## Consigne A
D'après l'extrait du document, que risque le parlementaire qui vote autrement que ne l'ordonne le parti ?

## Extrait du document
--

3. Les partis ont fait voter des lois qui leur permettent de récupérer en dotations publiques leurs frais de fonctionnement ou de propagande. Le procédé est malhonnête car ces sommes ont été levées par coercition, sans qu’aucun contribuable ne puisse y échapper. Pour Gonzalo Fernandez de la Mora, «c’est, assurément, la forme la plus répugnante de rapine à main armée que celle qui s’exerce par les armes de l’Etat et en marge de la légalité comme dans le pire des féodalismes, mais en proportions incomparablement supérieures».
8. L’instrumentalisation des parlementaires.
La discipline qu’imposent les partis-machines aux députés qui ont été élus sur leurs listes est telle que le parlementaire ne peut plus émettre, dans les assemblées, un vote divergent de celui qu’ordonne le parti. Sinon, il est marginalisé voire exclu des prochaines listes électorales. La liberté individuelle du parlementaire est ainsi annulée.
9. Le paradoxe des transfuges.
Le transfuge, qui, à la suite d’un désaccord ou par pur opportunisme, change de liste ou de parti, conserve son mandat et commet une double fraude: à l’égard de ses anciens dirigeants et à l’égard de ses électeurs. Mais la partitocratie admet ce genre de procédé, montrant ainsi la dépersonnalisation totale du député, qui devient un pion interchangeable.
10. les partis provoquent la dévaluation intellectuelle des chambres.
Les projets de la majorité sont présentés au parlement. L’opposition minoritaire n’a que quelques minutes pour préparer ses réponses ou suggérer des amendements. Il est donc impossible, de cette manière, de lancer un débat de fond et de développer des arguments approfondis, raisonnables et cohérents. Les chambres déchoient ainsi en fictions rhétoriques, en spectacles.
11. Les partis provoquent la dévaluation politique des chambres.
Comme l’exécutif procède de la majorité parlementaire, et que celle-ci est composée de députés dociles, dont le vote est parfaitement prévisible, les chambres perdent leur rôle politique: celui de critiquer l’exécutif, de lui imposer des amendements, de le faire tomber le cas échéant. La partitocratie confisque aux chambres leur rôle dans le fonctionnement de la démocratie.

--

[Entrées de données enregistrées]
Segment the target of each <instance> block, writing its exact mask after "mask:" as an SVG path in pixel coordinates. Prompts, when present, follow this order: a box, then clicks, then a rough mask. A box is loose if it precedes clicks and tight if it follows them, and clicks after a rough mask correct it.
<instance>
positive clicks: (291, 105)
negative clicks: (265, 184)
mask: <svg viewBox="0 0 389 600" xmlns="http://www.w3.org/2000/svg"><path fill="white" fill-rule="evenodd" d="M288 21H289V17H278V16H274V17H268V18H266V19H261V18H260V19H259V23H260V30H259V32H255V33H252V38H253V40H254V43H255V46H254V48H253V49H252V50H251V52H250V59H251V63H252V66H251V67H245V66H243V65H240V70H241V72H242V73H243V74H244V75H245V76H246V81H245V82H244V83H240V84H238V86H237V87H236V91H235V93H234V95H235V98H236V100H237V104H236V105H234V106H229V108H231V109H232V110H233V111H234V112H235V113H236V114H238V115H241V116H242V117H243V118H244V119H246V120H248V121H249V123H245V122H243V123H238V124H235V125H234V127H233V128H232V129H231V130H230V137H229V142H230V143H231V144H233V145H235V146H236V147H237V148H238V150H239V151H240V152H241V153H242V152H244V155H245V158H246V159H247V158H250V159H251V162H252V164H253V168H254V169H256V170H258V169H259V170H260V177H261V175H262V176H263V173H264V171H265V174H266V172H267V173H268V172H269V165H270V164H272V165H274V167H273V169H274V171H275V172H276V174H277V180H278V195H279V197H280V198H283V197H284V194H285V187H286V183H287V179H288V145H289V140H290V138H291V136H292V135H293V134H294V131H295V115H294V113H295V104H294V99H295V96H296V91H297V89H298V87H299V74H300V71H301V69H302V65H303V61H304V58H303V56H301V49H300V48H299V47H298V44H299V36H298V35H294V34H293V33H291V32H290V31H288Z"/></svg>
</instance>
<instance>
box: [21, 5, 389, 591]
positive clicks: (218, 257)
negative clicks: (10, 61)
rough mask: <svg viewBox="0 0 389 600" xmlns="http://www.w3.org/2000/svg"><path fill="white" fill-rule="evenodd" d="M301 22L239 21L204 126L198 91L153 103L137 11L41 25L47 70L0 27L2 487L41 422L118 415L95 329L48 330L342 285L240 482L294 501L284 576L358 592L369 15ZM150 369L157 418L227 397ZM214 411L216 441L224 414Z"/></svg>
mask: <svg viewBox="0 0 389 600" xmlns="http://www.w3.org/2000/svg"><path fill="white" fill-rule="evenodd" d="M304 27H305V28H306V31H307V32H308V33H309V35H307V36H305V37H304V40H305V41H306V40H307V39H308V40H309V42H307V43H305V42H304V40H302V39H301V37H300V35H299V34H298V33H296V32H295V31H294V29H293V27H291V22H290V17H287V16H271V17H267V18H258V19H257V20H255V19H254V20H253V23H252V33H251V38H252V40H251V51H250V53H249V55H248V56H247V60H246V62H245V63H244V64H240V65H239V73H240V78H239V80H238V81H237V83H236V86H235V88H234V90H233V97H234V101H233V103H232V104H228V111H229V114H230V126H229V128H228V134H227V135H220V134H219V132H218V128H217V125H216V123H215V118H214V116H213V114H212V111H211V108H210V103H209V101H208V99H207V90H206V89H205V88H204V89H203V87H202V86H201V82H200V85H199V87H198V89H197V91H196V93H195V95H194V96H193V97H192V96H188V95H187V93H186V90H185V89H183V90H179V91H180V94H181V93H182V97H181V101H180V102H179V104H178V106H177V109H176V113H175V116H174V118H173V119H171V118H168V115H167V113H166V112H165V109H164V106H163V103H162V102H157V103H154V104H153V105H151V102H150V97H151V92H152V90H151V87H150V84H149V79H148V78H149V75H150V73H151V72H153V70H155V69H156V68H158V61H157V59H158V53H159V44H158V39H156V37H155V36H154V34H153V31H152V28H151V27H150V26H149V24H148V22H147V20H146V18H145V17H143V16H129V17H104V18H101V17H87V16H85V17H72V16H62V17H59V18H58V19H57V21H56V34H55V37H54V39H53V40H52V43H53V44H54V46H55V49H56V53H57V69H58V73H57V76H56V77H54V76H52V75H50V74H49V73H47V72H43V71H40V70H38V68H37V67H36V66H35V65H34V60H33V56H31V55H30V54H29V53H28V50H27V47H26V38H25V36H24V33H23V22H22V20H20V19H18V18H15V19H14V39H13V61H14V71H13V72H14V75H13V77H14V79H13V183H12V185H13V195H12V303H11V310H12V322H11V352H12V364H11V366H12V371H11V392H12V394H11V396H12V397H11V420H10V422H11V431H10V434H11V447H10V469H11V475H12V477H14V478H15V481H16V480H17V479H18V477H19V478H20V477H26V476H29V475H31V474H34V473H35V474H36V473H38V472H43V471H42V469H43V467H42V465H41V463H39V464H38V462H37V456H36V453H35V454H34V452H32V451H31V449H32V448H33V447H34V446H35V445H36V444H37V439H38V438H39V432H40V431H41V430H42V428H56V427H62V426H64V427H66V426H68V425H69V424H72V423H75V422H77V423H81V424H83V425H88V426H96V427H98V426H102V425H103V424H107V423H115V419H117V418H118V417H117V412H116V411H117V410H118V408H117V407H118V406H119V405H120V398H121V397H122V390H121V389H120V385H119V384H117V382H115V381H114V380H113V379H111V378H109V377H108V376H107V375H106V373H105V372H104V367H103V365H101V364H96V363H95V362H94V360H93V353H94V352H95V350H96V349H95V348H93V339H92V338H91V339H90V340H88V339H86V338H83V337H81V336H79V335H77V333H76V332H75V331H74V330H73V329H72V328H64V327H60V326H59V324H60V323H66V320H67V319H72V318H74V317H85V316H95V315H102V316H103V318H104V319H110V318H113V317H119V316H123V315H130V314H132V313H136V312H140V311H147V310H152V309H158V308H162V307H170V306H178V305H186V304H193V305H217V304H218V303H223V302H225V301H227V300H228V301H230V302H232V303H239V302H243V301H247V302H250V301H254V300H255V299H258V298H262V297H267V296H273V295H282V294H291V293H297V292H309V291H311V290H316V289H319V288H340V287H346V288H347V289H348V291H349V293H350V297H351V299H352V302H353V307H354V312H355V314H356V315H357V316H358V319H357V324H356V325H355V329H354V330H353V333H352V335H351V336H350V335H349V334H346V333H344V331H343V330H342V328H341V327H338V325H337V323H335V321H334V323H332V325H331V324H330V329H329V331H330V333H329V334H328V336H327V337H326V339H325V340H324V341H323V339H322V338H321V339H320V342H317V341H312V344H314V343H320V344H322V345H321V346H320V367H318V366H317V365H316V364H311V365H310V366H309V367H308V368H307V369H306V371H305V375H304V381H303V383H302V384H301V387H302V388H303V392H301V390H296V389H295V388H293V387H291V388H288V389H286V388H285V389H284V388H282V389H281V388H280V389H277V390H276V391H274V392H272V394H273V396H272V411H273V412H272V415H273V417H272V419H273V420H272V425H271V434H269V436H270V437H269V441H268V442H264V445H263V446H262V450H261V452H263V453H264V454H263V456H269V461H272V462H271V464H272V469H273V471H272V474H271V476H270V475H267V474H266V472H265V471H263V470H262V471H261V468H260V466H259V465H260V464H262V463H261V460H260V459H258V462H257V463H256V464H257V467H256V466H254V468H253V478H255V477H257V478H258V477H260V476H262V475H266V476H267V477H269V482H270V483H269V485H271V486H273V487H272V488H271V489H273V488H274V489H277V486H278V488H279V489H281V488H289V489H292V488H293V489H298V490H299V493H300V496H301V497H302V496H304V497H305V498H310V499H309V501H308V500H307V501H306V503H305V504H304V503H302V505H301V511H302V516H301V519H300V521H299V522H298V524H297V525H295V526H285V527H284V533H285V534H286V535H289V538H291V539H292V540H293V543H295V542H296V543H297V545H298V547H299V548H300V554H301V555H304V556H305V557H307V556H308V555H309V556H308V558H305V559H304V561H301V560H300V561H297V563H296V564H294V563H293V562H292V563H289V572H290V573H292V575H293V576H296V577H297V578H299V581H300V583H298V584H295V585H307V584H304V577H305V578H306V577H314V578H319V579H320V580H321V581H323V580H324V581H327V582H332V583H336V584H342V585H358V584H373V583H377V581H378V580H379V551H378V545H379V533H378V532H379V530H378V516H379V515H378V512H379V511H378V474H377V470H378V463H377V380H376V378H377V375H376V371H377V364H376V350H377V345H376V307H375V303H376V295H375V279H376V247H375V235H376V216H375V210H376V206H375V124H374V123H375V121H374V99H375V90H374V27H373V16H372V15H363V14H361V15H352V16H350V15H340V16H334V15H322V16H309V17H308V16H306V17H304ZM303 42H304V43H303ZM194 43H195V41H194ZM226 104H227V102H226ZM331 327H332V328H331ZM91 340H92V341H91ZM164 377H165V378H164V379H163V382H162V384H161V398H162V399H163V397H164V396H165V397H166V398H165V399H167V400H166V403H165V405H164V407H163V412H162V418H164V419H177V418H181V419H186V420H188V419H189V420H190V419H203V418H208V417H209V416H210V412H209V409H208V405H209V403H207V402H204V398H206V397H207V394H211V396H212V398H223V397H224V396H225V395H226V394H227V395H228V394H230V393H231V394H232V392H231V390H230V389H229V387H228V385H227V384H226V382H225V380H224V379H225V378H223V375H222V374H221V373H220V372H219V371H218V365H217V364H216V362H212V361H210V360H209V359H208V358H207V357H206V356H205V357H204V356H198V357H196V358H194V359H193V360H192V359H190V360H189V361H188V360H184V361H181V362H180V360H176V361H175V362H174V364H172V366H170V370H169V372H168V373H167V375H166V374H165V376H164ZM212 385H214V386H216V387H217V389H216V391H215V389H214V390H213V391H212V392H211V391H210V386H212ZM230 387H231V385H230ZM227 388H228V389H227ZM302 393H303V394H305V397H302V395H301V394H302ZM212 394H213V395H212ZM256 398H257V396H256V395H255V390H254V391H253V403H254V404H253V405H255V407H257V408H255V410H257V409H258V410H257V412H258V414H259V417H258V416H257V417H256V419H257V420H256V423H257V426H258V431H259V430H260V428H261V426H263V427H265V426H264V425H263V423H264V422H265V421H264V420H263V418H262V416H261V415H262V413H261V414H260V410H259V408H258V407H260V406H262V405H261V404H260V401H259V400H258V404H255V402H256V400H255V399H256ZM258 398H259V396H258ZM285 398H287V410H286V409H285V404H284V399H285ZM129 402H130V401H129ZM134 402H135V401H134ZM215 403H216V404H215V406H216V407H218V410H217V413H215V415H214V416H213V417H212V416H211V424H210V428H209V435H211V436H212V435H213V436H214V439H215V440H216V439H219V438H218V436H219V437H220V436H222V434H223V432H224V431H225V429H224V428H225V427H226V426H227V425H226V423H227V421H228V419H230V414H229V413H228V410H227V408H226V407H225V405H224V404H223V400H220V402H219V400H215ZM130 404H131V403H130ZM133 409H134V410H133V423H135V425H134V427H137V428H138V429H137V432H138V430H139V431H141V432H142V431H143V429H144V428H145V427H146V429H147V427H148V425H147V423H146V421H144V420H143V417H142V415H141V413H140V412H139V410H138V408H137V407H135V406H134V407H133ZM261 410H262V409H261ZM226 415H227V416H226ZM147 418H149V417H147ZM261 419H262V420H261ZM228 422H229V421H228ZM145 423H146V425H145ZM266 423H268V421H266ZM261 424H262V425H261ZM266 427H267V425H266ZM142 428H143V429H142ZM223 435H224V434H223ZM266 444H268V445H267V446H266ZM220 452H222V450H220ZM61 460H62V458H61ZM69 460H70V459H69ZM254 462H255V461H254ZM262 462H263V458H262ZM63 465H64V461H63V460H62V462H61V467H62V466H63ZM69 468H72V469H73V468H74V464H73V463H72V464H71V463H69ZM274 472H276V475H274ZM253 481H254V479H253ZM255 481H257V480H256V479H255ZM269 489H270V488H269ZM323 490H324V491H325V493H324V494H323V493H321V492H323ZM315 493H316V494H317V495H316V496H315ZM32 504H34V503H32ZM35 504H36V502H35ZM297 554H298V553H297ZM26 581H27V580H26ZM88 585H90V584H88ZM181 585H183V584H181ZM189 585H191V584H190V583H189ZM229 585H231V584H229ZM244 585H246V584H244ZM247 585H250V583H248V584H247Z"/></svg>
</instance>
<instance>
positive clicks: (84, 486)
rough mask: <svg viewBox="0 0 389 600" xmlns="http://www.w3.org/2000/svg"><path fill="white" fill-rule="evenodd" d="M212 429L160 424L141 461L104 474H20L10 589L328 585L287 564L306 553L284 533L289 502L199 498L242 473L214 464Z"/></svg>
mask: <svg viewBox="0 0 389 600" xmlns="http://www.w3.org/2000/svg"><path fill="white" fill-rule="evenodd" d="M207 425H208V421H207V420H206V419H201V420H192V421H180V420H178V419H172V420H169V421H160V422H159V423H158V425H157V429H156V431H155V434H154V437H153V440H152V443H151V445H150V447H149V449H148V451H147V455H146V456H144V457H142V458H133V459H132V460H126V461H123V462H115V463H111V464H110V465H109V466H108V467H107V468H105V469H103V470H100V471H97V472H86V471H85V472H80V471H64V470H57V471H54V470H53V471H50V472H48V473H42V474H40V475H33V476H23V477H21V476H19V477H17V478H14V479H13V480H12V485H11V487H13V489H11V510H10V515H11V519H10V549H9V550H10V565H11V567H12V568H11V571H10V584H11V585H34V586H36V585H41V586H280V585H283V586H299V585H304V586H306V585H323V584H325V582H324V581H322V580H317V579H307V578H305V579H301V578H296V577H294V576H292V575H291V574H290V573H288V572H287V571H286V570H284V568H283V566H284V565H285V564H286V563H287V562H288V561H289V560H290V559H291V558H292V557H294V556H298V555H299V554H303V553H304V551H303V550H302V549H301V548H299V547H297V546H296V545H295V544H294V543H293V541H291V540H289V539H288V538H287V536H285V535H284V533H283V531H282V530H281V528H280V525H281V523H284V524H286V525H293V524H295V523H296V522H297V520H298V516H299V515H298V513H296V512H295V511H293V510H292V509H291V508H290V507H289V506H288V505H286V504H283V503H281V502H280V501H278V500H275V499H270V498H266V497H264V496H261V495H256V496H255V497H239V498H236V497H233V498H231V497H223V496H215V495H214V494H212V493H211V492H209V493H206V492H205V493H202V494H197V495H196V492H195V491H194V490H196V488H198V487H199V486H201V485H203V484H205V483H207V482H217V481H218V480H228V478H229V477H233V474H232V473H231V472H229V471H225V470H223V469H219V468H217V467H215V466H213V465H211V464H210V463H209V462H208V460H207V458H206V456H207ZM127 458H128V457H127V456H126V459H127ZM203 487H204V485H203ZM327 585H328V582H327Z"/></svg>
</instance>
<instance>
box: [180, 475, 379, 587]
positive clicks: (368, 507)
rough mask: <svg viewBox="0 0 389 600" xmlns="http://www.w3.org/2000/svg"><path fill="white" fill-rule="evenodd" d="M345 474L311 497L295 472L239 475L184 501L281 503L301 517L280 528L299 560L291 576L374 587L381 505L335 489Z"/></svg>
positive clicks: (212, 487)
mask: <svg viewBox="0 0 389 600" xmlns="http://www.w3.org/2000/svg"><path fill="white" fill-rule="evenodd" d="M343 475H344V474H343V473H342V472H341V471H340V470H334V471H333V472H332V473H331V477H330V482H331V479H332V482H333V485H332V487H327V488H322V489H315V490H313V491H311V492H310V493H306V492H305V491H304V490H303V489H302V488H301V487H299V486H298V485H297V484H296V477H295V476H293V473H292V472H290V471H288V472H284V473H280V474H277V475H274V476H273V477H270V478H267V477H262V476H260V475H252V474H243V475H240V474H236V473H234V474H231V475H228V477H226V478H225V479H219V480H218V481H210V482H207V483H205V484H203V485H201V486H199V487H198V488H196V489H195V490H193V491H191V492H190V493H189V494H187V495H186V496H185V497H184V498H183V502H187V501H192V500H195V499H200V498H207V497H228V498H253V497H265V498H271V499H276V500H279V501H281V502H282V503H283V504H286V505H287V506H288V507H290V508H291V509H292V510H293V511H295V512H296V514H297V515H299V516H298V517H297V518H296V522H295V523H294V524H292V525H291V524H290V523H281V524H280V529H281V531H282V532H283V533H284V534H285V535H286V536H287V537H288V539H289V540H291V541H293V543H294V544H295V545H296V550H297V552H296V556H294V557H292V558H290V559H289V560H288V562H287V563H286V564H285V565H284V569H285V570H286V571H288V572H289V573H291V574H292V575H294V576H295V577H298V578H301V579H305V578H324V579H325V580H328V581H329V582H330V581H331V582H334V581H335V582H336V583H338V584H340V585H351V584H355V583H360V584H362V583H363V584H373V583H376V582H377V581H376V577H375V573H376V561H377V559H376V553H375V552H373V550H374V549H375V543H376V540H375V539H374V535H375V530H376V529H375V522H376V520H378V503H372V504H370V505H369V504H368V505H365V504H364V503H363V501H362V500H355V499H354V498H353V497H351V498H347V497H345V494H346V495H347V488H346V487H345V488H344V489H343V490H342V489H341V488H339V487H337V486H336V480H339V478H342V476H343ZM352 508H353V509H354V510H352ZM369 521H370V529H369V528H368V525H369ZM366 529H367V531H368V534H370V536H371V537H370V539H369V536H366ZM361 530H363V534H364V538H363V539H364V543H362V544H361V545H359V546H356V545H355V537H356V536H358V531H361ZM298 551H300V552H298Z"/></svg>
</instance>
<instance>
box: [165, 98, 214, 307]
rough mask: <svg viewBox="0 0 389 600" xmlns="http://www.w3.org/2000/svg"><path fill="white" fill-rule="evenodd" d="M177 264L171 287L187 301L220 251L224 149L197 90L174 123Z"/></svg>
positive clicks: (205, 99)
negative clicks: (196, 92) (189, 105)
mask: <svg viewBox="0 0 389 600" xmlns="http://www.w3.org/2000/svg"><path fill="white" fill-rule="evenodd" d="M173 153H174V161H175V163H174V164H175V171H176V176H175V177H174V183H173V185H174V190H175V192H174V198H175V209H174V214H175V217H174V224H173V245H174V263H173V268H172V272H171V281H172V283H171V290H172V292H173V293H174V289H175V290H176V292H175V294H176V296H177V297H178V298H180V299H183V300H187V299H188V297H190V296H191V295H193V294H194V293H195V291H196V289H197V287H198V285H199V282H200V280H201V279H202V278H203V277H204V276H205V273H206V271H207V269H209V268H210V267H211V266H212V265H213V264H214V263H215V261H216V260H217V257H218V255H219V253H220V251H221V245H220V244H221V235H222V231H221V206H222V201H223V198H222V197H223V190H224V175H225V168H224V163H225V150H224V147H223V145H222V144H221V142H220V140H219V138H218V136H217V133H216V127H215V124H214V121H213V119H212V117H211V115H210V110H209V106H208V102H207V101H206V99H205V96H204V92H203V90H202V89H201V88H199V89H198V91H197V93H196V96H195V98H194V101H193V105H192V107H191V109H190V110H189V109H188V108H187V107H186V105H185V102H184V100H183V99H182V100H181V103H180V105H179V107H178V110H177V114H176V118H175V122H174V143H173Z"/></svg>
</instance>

--

## Consigne B
Reprends les enregistrements depuis leur début jusqu'à la ligne contenant "22L239 21L204 126L198", celle-ci comprise, en substituant "foreground clicks" à "positive clicks" et sans rien modifier d'autre.

## Réponse finale A
Il est marginalisé, voire exclu des prochaines listes électorales.

## Réponse finale B
Segment the target of each <instance> block, writing its exact mask after "mask:" as an SVG path in pixel coordinates. Prompts, when present, follow this order: a box, then clicks, then a rough mask. A box is loose if it precedes clicks and tight if it follows them, and clicks after a rough mask correct it.
<instance>
foreground clicks: (291, 105)
negative clicks: (265, 184)
mask: <svg viewBox="0 0 389 600" xmlns="http://www.w3.org/2000/svg"><path fill="white" fill-rule="evenodd" d="M288 21H289V17H278V16H274V17H268V18H266V19H261V18H260V19H259V23H260V30H259V32H255V33H252V38H253V40H254V43H255V46H254V48H253V49H252V50H251V52H250V59H251V63H252V66H251V67H245V66H243V65H240V70H241V72H242V73H243V74H244V75H245V76H246V81H245V82H244V83H240V84H238V86H237V87H236V91H235V93H234V95H235V98H236V100H237V104H236V105H234V106H229V108H231V109H232V110H233V111H234V112H235V113H236V114H238V115H241V116H242V117H243V118H244V119H246V120H248V121H249V123H245V122H243V123H238V124H235V125H234V127H233V128H232V129H231V130H230V137H229V142H230V143H231V144H233V145H235V146H236V147H237V148H238V150H239V151H240V152H241V153H242V152H244V155H245V158H246V159H247V158H250V159H251V162H252V164H253V168H254V169H256V170H258V169H259V170H260V177H261V175H262V176H263V173H264V171H265V174H266V172H267V173H268V172H269V165H270V164H272V165H274V167H273V169H274V171H275V172H276V174H277V180H278V195H279V197H280V198H283V197H284V194H285V187H286V183H287V179H288V145H289V140H290V138H291V136H292V135H293V134H294V131H295V115H294V113H295V104H294V99H295V96H296V91H297V89H298V87H299V74H300V71H301V69H302V65H303V61H304V58H303V56H301V49H300V48H299V47H298V44H299V36H298V35H294V34H293V33H291V32H290V31H288Z"/></svg>
</instance>
<instance>
box: [21, 5, 389, 591]
foreground clicks: (218, 257)
negative clicks: (10, 61)
rough mask: <svg viewBox="0 0 389 600" xmlns="http://www.w3.org/2000/svg"><path fill="white" fill-rule="evenodd" d="M301 22L239 21L204 126L198 91L153 103L137 11L41 25L47 70L0 27L2 487L41 422L118 415L95 329L48 330L342 285L240 482L294 501L284 576L358 592L369 15ZM150 369L157 418L227 397ZM214 411L216 441L224 414Z"/></svg>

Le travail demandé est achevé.